### PASSAGE TO READ
Memo advertisers: If you want to sell something don't beat us over the head.
Too much advertising is "utterly forgettable" says Damon Stapleton, chief creative officer of leading advertising group DDB New Zealand.
"There's a whole bunch of advertising we can park over here because it's just information - a spokesman standing in front of a camera talking at you through your television set telling you about a price or a product."
He says in ads like this there is no exchange taking place with a customer: "If you beat me over the head I'm not going to listen to you, but if you have a charming story to tell I might give you some of my time."
Stapleton and DDB's chief strategy officer, Rupert Price, say a television ad involving animals is an example of what they mean.
In it an ostrich runs across the African plains, past the rest of the flock, flaps its wings to take off but crashes, all to the strains of Elton John's 1972 song Rocket Man. The ostrich tries several times until finally taking off and soaring high above its bewildered mates.
The ostrich ad promotes Samsung's products and Stapleton and Price say it is an outstanding example of current thinking on effective advertising.
Research shows feelings and emotions drive every human decision, and that is why those seemingly abstract big-brand advertisements have a positive impact on us.
Price says the UK Institute of Practitioners in Advertising studied 10,000 examples and concluded emotionally-led campaigns which didn't have much functional information seemed more effective than those merely describing a product and its features.

### EXERCISE REQUIREMENTS
• A. In the article on advertising, what song plays during the ostrich ad?
• B. Please list every person named in the article on advertising.
• C. Do these statements agree with the article on advertising? (i) The UK Institute of Practitioners in Advertising studied 10,000 examples. (ii) The ostrich in the ad takes off on its first attempt. (iii) Damon Stapleton is DDB's chief strategy officer.

### EXCERPTED DATA
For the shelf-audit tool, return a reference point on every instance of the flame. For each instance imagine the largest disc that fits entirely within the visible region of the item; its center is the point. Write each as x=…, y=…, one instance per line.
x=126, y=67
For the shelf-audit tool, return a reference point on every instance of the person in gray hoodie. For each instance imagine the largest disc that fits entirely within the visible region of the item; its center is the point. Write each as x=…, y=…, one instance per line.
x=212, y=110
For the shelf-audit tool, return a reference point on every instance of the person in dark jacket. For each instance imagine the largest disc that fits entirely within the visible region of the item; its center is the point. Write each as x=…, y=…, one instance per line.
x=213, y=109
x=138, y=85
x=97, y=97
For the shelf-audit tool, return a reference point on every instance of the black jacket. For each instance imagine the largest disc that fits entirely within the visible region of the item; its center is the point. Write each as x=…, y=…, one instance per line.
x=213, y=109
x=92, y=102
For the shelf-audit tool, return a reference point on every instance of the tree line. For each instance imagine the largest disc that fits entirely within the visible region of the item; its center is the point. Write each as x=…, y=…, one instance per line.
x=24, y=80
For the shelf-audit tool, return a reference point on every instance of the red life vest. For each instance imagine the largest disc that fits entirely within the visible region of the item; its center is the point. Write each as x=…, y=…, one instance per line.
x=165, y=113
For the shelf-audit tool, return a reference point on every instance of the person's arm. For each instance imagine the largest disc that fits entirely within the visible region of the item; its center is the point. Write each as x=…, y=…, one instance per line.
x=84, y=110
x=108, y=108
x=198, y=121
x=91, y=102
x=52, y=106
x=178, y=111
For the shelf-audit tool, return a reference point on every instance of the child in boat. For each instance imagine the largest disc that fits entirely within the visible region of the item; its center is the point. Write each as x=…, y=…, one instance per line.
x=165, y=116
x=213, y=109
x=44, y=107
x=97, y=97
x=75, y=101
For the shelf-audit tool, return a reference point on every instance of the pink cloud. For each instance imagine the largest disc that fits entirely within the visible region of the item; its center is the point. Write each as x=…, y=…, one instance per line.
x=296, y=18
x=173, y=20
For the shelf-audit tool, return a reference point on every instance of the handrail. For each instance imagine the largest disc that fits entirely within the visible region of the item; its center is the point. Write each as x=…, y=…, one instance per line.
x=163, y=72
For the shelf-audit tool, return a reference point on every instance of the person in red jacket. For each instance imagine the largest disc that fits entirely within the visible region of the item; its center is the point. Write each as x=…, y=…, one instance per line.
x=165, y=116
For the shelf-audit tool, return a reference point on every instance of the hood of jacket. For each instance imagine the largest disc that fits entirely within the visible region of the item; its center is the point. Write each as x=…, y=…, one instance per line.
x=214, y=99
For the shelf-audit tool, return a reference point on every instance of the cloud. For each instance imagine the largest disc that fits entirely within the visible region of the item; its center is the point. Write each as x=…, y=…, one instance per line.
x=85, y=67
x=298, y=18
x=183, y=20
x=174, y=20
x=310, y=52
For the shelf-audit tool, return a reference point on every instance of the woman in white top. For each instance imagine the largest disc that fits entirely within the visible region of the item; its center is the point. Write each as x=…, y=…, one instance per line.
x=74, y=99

### TASK RESPONSES
• A. Elton John's 1972 song Rocket Man.

• B. Damon Stapleton, Rupert Price, Elton John

• C.
(i) Yes: "the UK Institute of Practitioners in Advertising studied 10,000 examples"
(ii) No: "The ostrich tries several times until finally taking off"
(iii) No: "chief creative officer of leading advertising group DDB New Zealand"